**What is being asked**
Give only the number of lines in the data below that contain the string "sandstone", and note that case matters.

(Items listed in a dataset)
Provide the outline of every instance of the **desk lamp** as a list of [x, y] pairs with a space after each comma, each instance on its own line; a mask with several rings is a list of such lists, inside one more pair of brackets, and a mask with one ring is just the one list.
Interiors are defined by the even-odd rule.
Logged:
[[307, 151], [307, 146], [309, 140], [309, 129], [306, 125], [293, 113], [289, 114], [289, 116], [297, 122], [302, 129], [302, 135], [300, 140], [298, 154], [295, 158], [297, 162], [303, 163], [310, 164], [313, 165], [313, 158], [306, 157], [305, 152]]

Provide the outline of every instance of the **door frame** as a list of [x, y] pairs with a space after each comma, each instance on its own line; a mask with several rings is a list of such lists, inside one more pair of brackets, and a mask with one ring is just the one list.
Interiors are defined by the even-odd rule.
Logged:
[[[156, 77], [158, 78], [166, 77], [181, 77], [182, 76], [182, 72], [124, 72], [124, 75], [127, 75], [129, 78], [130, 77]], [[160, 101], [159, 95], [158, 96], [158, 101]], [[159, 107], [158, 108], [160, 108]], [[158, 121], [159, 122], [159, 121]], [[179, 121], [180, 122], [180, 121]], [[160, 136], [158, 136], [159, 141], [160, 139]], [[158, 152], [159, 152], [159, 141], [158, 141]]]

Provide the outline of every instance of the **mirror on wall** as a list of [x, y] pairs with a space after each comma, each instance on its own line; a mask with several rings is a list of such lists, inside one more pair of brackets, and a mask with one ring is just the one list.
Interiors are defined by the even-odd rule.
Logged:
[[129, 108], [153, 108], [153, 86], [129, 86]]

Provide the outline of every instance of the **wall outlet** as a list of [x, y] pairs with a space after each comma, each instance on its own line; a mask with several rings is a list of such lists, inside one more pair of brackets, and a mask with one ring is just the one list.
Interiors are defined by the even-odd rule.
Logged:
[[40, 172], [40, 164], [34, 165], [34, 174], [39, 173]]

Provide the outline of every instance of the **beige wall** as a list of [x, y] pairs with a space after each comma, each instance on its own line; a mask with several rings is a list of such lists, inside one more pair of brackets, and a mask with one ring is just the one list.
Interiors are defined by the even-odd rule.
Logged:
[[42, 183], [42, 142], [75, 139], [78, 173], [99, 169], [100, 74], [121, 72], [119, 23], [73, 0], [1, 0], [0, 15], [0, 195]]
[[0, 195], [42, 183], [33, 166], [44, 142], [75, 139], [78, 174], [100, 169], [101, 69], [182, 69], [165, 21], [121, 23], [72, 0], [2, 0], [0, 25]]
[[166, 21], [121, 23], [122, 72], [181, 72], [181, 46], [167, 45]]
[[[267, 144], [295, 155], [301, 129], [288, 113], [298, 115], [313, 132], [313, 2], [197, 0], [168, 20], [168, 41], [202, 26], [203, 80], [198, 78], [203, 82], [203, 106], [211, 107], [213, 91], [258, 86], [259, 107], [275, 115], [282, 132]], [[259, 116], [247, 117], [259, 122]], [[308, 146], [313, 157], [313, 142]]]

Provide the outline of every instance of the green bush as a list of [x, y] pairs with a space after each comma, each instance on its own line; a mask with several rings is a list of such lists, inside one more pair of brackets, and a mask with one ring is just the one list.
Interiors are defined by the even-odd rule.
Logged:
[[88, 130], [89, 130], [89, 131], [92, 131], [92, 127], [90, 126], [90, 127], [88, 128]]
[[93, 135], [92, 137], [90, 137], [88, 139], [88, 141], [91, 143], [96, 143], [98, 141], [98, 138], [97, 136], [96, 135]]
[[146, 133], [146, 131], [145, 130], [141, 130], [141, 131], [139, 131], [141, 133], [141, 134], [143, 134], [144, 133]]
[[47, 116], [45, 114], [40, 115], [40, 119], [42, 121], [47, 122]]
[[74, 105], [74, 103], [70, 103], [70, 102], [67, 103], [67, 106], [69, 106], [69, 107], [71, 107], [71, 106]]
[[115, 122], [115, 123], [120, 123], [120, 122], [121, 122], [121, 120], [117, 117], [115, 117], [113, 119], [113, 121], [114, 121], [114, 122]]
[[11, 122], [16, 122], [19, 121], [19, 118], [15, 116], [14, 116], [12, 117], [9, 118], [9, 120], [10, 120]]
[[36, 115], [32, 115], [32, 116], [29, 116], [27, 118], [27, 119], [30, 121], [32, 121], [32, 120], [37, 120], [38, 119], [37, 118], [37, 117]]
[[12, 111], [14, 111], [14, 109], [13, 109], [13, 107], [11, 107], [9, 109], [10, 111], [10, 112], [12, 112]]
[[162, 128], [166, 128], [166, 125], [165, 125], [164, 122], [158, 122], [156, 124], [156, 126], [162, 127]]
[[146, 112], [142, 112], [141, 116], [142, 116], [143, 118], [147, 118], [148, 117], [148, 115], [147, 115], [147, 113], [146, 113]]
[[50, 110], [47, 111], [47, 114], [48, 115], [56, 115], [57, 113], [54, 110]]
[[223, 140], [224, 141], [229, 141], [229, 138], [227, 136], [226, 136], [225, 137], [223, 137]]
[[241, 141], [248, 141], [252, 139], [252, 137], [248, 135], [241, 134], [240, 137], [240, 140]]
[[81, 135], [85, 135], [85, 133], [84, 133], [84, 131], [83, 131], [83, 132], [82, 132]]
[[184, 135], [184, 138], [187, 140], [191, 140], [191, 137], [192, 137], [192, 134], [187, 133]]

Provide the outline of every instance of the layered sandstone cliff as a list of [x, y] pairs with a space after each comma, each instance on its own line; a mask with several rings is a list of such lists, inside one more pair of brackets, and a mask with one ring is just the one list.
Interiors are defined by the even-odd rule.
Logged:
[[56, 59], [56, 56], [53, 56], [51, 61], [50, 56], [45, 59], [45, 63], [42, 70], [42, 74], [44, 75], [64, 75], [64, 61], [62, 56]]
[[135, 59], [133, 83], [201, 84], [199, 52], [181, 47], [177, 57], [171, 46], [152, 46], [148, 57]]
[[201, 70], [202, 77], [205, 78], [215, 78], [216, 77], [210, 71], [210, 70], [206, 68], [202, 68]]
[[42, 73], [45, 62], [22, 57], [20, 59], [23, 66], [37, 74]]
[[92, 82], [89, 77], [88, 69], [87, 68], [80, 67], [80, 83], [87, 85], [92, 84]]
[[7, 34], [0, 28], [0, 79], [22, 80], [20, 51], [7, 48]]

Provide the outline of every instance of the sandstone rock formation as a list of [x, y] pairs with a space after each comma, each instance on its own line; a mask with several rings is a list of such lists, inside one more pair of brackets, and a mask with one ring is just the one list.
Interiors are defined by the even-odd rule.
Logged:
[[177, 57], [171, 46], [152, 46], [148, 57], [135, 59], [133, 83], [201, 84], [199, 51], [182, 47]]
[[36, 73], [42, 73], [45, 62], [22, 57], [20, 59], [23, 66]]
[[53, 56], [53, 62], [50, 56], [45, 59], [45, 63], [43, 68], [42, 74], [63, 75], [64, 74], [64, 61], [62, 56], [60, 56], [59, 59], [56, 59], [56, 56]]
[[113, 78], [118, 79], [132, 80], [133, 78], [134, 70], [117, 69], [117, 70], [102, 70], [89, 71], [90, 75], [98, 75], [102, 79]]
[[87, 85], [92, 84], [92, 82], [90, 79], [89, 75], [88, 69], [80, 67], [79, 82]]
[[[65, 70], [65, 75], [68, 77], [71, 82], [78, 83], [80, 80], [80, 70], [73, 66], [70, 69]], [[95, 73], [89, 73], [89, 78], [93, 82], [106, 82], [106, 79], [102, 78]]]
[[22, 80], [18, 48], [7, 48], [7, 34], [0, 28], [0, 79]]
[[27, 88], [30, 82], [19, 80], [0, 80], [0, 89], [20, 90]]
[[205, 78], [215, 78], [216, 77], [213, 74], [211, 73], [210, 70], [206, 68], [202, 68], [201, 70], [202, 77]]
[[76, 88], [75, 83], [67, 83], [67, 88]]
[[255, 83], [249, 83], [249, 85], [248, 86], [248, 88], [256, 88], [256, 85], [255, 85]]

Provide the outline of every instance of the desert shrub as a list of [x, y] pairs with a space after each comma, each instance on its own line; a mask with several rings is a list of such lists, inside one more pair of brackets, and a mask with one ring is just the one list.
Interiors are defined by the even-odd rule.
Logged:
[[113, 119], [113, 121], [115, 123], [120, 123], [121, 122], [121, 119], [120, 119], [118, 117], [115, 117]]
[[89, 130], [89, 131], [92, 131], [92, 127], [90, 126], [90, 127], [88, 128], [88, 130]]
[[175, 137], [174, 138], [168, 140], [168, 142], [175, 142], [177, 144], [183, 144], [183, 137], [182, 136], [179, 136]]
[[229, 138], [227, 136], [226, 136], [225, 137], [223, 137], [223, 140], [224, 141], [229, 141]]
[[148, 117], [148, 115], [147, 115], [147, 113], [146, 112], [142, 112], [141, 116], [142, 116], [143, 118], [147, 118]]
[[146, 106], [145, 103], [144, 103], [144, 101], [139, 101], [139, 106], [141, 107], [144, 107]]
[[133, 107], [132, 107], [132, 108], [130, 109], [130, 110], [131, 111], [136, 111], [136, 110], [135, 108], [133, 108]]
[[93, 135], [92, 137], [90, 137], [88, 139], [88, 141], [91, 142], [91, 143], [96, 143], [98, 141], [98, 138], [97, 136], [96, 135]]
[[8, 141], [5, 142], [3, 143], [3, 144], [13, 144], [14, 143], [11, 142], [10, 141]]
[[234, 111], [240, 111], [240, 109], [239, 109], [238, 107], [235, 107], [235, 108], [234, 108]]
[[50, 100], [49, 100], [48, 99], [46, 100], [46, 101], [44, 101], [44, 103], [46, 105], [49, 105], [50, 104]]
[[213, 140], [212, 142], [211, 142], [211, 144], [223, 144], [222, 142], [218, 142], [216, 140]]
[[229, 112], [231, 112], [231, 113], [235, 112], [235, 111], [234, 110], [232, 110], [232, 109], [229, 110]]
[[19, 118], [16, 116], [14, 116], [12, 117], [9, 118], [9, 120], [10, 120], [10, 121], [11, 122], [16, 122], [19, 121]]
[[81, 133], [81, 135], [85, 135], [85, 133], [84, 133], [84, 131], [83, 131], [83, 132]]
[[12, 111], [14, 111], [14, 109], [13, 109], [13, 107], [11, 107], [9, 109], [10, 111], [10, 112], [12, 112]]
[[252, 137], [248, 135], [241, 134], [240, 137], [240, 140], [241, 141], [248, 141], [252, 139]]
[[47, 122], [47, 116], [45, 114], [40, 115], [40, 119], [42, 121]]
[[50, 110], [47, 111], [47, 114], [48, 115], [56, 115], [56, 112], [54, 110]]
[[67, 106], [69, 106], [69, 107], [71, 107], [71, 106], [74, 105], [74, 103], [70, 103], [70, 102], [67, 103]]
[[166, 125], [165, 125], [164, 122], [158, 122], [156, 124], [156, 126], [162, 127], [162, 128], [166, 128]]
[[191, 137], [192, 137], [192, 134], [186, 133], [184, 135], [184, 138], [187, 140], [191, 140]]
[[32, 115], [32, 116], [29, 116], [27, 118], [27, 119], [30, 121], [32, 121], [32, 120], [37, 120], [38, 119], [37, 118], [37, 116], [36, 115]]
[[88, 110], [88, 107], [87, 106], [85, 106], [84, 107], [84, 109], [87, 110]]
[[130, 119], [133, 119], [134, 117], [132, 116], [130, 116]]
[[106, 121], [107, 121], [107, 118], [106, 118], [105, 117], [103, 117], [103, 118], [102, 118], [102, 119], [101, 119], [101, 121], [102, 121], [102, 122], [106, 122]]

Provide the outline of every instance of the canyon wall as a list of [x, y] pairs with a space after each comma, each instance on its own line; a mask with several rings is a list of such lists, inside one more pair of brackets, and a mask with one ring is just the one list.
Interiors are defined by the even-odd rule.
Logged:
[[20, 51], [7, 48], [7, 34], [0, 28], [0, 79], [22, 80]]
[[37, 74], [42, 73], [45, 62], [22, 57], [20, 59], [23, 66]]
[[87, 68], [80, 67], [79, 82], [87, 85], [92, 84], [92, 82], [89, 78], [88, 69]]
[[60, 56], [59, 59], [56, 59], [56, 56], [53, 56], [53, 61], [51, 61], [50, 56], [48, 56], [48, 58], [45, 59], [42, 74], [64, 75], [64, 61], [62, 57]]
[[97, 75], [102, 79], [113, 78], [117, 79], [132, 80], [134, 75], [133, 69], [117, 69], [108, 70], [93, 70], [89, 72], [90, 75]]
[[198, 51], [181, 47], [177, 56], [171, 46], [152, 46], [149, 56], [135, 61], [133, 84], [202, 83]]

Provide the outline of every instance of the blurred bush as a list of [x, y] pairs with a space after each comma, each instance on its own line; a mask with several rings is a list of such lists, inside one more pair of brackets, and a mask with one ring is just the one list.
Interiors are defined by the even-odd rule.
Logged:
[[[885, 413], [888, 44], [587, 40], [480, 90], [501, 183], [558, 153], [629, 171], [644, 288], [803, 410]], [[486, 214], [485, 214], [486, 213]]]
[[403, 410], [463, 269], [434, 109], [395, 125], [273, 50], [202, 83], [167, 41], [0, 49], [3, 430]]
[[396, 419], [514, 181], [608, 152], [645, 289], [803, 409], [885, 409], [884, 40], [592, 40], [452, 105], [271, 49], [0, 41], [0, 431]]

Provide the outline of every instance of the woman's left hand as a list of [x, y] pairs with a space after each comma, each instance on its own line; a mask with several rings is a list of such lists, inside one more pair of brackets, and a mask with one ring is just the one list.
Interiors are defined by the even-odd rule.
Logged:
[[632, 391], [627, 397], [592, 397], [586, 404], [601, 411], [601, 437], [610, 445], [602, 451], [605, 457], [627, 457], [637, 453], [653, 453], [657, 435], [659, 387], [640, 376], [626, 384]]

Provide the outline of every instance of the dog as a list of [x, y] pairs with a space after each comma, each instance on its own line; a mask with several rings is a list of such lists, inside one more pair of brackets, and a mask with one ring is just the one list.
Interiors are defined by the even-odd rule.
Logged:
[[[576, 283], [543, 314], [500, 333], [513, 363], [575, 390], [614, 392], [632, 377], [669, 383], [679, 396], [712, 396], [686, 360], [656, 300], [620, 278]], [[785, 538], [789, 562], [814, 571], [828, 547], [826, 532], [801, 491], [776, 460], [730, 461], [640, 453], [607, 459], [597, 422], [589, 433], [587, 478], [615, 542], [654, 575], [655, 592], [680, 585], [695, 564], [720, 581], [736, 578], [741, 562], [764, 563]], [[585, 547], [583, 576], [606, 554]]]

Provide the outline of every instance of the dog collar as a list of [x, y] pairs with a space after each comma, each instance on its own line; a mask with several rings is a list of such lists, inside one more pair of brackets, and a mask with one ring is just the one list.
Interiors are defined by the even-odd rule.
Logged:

**Response to the task**
2